Excerpt:
Society

Manga at the British Museum

Manga at the British Museum

The largest exhibition of manga ever held outside Japan, at London’s British Museum, showcases how a subculture became an internationally recognized art.

The British Museum, best known for the Rosetta Stone and recent criticism for its colonial-era acquisitions, is now temporarily home to a rotund Pikachu and Dragon Ball characters. They are visiting London as part of the Citi exhibition Manga – the largest exhibition of manga ever held outside of Japan.

The exhibit – held in the massive Sainsbury Exhibitions Gallery, the museum’s largest temporary exhibition space – features stunning examples of artists such as Tezuka Osamu (Astro Boy and Princess Knight) and Oda Eiichirō, author of ONE PIECE, the highest-selling manga of all time. The show also illustrates the history and ecosystem that underpin manga, from artistic precursors to the genre, publishers, and Japan’s most important comics market and symbol of otaku culture, Comiket.

Given information:
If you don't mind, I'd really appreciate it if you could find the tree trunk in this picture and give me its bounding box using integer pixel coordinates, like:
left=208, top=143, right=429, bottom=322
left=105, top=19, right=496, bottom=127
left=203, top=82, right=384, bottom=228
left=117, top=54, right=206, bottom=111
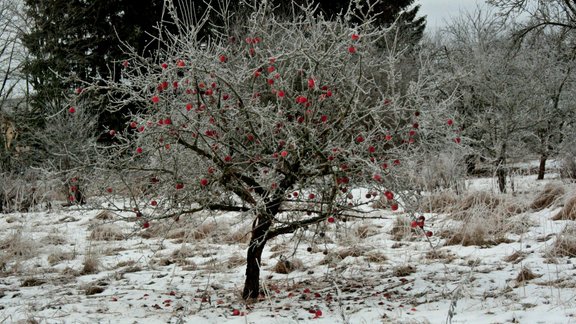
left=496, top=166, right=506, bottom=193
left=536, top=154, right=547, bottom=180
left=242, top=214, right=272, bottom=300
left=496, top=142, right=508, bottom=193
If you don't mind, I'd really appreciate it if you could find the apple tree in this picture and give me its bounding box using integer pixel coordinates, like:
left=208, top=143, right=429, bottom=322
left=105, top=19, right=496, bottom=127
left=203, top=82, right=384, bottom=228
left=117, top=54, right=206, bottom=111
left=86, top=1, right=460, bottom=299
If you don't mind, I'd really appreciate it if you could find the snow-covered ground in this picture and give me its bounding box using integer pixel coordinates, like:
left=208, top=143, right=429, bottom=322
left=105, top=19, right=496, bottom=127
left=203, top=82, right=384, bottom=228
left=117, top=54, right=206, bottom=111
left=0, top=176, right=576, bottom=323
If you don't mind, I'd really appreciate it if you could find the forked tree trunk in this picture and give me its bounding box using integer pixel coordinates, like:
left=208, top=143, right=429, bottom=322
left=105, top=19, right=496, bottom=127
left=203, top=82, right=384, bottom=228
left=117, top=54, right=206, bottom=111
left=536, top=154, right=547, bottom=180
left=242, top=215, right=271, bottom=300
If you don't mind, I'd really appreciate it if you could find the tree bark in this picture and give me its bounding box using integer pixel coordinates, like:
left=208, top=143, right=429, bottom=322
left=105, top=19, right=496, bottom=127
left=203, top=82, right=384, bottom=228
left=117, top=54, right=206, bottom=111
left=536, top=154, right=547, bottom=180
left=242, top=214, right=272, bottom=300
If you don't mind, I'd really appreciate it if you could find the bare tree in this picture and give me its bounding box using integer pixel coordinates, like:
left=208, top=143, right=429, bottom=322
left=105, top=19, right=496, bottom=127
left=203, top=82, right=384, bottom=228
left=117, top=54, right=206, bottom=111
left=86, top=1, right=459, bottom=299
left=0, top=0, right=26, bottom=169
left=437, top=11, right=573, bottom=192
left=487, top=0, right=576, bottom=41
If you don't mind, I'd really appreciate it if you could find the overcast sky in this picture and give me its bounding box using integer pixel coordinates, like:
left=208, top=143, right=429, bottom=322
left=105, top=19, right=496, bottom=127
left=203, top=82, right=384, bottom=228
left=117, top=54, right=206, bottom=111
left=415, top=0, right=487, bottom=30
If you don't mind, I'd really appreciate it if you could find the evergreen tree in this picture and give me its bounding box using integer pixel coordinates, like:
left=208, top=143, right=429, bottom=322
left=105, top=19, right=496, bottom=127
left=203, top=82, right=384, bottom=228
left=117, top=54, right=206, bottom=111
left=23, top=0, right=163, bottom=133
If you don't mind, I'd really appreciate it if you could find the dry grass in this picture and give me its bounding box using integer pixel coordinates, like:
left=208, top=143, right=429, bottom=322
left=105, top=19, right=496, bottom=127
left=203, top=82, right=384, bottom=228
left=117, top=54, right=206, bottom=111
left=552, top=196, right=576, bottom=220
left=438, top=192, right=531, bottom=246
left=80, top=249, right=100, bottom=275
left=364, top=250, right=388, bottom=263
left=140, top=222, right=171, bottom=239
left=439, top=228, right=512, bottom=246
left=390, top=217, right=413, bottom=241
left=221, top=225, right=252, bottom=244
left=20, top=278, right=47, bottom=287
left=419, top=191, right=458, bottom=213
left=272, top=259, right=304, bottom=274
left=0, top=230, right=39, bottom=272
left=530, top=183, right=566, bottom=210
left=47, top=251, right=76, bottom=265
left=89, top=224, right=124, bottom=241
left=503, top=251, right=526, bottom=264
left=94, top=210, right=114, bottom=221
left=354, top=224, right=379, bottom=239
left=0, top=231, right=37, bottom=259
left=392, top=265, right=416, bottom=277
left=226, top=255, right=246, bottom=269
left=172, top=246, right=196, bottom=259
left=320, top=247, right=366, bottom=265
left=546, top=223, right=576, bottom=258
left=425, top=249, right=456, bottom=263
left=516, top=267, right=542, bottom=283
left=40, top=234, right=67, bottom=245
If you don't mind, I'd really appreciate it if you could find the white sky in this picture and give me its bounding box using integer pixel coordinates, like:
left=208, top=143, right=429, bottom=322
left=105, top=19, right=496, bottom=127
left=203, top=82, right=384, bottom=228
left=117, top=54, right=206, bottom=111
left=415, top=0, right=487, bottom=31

Problems and tasks:
1: Rewrite the manga exhibition text from "The British Museum, best" up to and including "otaku culture, Comiket.", putting "Totoro" in place of "Pikachu".
2: Write the next part of the article about manga at the British Museum, picking up after its last sentence.

Results of the exercise:
1:
The British Museum, best known for the Rosetta Stone and recent criticism for its colonial-era acquisitions, is now temporarily home to a rotund Totoro and Dragon Ball characters. They are visiting London as part of the Citi exhibition Manga – the largest exhibition of manga ever held outside of Japan.

The exhibit – held in the massive Sainsbury Exhibitions Gallery, the museum’s largest temporary exhibition space – features stunning examples of artists such as Tezuka Osamu (Astro Boy and Princess Knight) and Oda Eiichirō, author of ONE PIECE, the highest-selling manga of all time. The show also illustrates the history and ecosystem that underpin manga, from artistic precursors to the genre, publishers, and Japan’s most important comics market and symbol of otaku culture, Comiket.

2:
Of course, manga has been shown at other major museums before as part of other exhibits. The enormous and thoughtfully curated exhibition at the British Museum, however, should put to rest any doubts – either from people in Japan or elsewhere – about manga’s status as an art form.

The content may not be “representative”, but it highlights manga’s pushing forward of taboo topics

What is also notable about this exhibition is that there are no Japanese sponsors. The main sponsor is Citi, as part of a five-year program of support for major exhibitions at the British Museum. That is not to say there was not significant Japanese input; all of Japan’s major manga publishing houses are featured (something which the British Museum’s stance as a non-Japanese, neutral institution allowed it to achieve), and Sainsbury Institute Research Director and British Museum Japanese arts curator Nicole Coolidge Rousmaniere solicited feedback from the industry in Japan on numerous occasions.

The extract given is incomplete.